======== TEXTE SOURCE ========

Si les Occidentaux, notamment les Britanniques, considèrent le thé comme un fil conducteur des rencontres, des conversations, les Orientaux, en particulier les Asiatiques en perçoivent sa dégustation comme un moment spécial de la vie, cérémonial donc. Si le thé en est l’élément central, ce rituel renvoie délicatement à une sensation de bien-être et de beauté éthérée, le tout dans le plus grand respect de son prochain. Un constat encore plus perceptible dans les lieux sacrés comme les pagodes, où le thé est utilisé pour les pratiques et les séances de méditation des fidèles.
Visiteurs lors du Festival de la culture du thé, tenu le 8 novembre 2013 dans la province de Thai Nguyên, bien connue pour sa culture du théier. |
Photo : Minh Duc/VNA/CVN |
Pour savourer pleinement ce breuvage, autant prendre ce qui se fait de mieux au Vietnam, à savoir le Tuyêt Shan, cité précédemment. Ce thé limpide, aux reflets verts-dorés, laisse de prime abord un goût âpre avant de relâcher tous ses arômes.

======== DONNÉES FOURNIES ========

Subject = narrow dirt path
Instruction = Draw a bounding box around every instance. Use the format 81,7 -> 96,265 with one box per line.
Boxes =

========

Recopiez intégralement le texte sur le thé placé plus haut, sans la moindre modification.

Si les Occidentaux, notamment les Britanniques, considèrent le thé comme un fil conducteur des rencontres, des conversations, les Orientaux, en particulier les Asiatiques en perçoivent sa dégustation comme un moment spécial de la vie, cérémonial donc. Si le thé en est l’élément central, ce rituel renvoie délicatement à une sensation de bien-être et de beauté éthérée, le tout dans le plus grand respect de son prochain. Un constat encore plus perceptible dans les lieux sacrés comme les pagodes, où le thé est utilisé pour les pratiques et les séances de méditation des fidèles.
Visiteurs lors du Festival de la culture du thé, tenu le 8 novembre 2013 dans la province de Thai Nguyên, bien connue pour sa culture du théier. |
Photo : Minh Duc/VNA/CVN |
Pour savourer pleinement ce breuvage, autant prendre ce qui se fait de mieux au Vietnam, à savoir le Tuyêt Shan, cité précédemment. Ce thé limpide, aux reflets verts-dorés, laisse de prime abord un goût âpre avant de relâcher tous ses arômes.